Brief: Output the data that follows exactly, line for line.
'''
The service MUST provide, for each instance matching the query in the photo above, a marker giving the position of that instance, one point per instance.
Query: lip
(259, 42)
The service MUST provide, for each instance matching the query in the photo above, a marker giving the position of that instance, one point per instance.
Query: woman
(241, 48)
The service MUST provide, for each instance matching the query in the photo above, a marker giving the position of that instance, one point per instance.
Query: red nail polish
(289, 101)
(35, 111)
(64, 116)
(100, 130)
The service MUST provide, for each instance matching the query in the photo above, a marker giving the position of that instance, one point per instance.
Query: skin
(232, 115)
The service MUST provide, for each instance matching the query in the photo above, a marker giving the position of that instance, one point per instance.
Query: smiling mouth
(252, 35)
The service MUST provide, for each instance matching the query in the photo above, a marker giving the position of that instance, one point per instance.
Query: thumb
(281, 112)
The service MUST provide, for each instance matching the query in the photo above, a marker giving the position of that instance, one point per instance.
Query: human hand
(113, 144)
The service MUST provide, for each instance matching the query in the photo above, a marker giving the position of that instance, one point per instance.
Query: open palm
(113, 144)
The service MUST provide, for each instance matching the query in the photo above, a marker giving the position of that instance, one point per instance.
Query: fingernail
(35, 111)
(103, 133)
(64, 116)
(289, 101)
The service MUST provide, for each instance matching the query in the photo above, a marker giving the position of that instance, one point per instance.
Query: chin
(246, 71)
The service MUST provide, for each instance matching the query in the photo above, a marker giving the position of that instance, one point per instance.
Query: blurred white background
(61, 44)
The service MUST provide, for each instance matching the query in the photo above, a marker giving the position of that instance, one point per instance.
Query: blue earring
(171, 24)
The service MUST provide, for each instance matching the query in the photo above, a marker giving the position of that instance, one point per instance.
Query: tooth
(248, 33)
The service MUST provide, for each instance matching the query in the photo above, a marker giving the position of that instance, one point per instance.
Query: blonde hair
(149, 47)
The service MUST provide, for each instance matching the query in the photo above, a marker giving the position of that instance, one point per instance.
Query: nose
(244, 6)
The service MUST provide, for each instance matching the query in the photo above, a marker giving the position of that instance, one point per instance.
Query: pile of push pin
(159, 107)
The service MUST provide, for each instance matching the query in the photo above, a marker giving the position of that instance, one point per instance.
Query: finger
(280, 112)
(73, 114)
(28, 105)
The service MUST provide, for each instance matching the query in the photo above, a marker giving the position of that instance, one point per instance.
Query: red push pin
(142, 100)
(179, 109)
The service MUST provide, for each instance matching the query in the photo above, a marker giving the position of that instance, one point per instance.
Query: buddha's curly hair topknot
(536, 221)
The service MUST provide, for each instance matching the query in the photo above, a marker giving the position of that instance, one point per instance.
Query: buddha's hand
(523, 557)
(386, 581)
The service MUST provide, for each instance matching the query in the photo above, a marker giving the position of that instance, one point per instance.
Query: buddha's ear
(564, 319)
'''
Result:
The service MUST provide, for each instance matching the query in the photo above, a marker giving the position of that instance, one point per instance.
Query: lip
(259, 42)
The service MUST provide, for each instance matching the query in the photo above, a marker giving the position of that instance, one point per instance.
Query: woman
(241, 48)
The service MUST provide, for each instance matching the query in the photo above, a marker giving the position of that instance, one point per instance.
Query: red nail polish
(289, 101)
(35, 111)
(64, 116)
(100, 130)
The service MUST provide, for each instance matching the query in the photo above, a marker giving the position of that instance, one point per instance.
Query: skin
(232, 115)
The service MUST provide, for each instance matching the query in the photo above, a marker giving the position of that instance, one point per instance.
Query: smiling mouth
(252, 35)
The service MUST provide, for each instance matching the query in the photo above, a marker giving the position of that instance, one point per instance.
Query: thumb
(281, 112)
The service MUST provide, for each instance matching the query in the photo above, a marker giving the position of that instance, one point per instance.
Query: human hand
(113, 144)
The service MUST provide, for each instance matching the query in the photo above, a marker giving the position of that instance, one point per instance.
Query: open palm
(113, 144)
The service MUST provide, for each instance matching the query in the photo above, a marker giving the position of that instance, one point per instance.
Query: fingernail
(35, 111)
(103, 133)
(64, 116)
(289, 101)
The service MUST provide, for each instance matching the query in the photo above, a marker giving the position of that instance, one point per instance.
Query: chin
(246, 71)
The service MUST provide, for each instance matching the query in the photo above, a marker giving the position of that instance, one point per instance.
Query: blurred white background
(61, 44)
The service MUST provide, for each instance matching the query in the photo above, a marker giving the position of that instance, one point per instance.
Query: blue earring
(171, 24)
The service MUST provide, for each instance matching the query in the photo above, a marker giving the position of that instance, one point per instance.
Query: tooth
(248, 33)
The service MUST provide, for each instance matching the query in the photo above, a marker giving the position of that instance, one point per instance.
Query: blonde hair
(149, 47)
The service MUST provide, for each instance matching the query in the photo above, a marker giving the position of that instance, one point per instance.
Query: nose
(244, 6)
The service MUST provide, for each instance matching the query in the photo above, a marker giving the position of that instance, one point per instance.
Query: pile of push pin
(159, 107)
The service MUST provide, for each instance matching the query in the photo above, a marker giving the position of that instance, one point per instance.
Query: finger
(280, 112)
(73, 114)
(28, 105)
The service MUST provide, for each instance matching the query in the photo above, a marker giving the position of that instance, one point per instance.
Query: red push pin
(142, 100)
(179, 109)
The service MUST provide, for each instance matching the query in the photo above, a marker giving the position of that instance, one point per instance.
Query: buddha's curly hair topknot
(536, 221)
The service MUST provide, for each instance matching the query in the photo above, a marker giving the position of that instance, one point per instance.
Query: buddha's hand
(523, 557)
(386, 581)
The service MUST provide, for each instance matching the query in the photo above, a marker giving the position of that instance, one point per instance.
Query: buddha's ear
(564, 319)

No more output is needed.